L'Isle-Verte: Claude Fraser, au coeur de la tempête

Dans la nuit de Noël de 1966, le gardien Claude Fraser et deux de ses collègues s'apprêtaient à partager une dinde rôtie dans le phare du Haut-Fond Prince, situé à l'embouchure de la rivière Saguenay. Le repas festif s'est transformé en scène de fin du monde lorsqu'une tempête d'une puissance inégalée s'est abattue sur eux.


Jusqu'à tout récemment, le marin de 82 ans décédé dans l'incendie de la Résidence du Havre racontait, non sans douleur, l'épisode où il avait failli mourir. «Ça a été un tournant dans sa vie», évoque le responsable du musée du phare de L'Isle-Verte, Jean Cloutier. Ce pilote de navires, passionné par l'histoire des phares, a souvent entendu le récit de M. Fraser.

Et selon lui, jamais la météo ne s'est autant déchaînée qu'au cours de cette nuit tragique. Les vagues, de près de 13 mètres de haut, léchaient le phare en forme de toupie jusqu'à sa plateforme. Les trois hommes ont été forcés de se réfugier dans le fond de la structure dans l'attente des secours. Celle-ci fut interminable : l'hélicoptère ne pouvait pas se déplacer dans de telles conditions. Les gardiens furent forcés de patienter jusqu'au lendemain pour regagner la terre ferme.
* * * * *
Consignes
**A.** Dans l'article sur Claude Fraser, quelle hauteur atteignaient les vagues pendant la tempête ?
**B.** Poursuivez l'article sur Claude Fraser à partir de sa dernière phrase.
Le matériel qui suit n'a aucun lien avec l'article sur Claude Fraser.

Entrées du jeu de données
* * * * *
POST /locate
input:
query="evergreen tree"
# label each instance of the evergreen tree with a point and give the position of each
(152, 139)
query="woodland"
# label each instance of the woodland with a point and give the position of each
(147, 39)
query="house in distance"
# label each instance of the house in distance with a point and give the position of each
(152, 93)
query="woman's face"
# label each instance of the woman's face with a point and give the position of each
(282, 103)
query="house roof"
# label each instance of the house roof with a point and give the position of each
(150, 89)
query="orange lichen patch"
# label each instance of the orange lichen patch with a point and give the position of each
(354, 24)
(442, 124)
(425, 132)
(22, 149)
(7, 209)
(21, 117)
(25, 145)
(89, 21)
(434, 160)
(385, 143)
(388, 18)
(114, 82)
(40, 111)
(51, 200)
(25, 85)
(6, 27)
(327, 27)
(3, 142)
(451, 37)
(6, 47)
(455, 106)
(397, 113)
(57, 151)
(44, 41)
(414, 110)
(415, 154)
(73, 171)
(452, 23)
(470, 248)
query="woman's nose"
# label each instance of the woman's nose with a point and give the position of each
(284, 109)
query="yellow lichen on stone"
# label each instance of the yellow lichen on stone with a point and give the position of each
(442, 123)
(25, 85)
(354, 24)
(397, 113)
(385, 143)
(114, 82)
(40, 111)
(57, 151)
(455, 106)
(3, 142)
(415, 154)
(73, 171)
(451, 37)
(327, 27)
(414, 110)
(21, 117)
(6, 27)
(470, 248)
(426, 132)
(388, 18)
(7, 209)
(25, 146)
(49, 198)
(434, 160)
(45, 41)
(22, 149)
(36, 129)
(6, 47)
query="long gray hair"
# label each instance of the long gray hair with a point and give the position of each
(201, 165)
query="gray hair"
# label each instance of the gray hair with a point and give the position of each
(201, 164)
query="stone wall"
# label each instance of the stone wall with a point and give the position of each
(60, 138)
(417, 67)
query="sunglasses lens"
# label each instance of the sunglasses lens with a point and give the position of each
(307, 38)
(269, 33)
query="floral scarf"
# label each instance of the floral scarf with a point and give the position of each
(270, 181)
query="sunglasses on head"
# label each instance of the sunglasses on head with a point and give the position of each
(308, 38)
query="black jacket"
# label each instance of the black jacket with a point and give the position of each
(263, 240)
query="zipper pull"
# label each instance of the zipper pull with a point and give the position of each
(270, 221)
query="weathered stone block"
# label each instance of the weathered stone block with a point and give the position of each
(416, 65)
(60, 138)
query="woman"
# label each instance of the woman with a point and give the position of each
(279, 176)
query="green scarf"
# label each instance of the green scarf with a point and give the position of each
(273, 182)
* * * * *
Résultats dans l'ordre
**A.** Près de 13 mètres.

**B.**
Claude Fraser a bien tenté de retourner travailler sur les lieux du drame. Mais il en a été incapable, raconte Jocelyn Lindsay, fils d'une famille qui a veillé pendant quatre générations sur le phare de L'Isle-Verte. «C'était une force de la nature qui a été confrontée aux forces de la nature», illustre-t-il. Traumatisé par l'expérience, le gardien a réorienté sa carrière pour devenir pilote de la Garde côtière.

Selon son frère Étienne, il trouvait le temps long depuis qu'il n'avait plus la forme pour naviguer. Veuf et sans enfant, Claude Fraser vivait depuis quelques années à la résidence qui a été ravagée par les flammes. Dans sa chambre, il avait précieusement conservé une réplique miniature du phare du Haut-Fond Prince, qu'il avait lui-même confectionné à l'époque où il le gardait.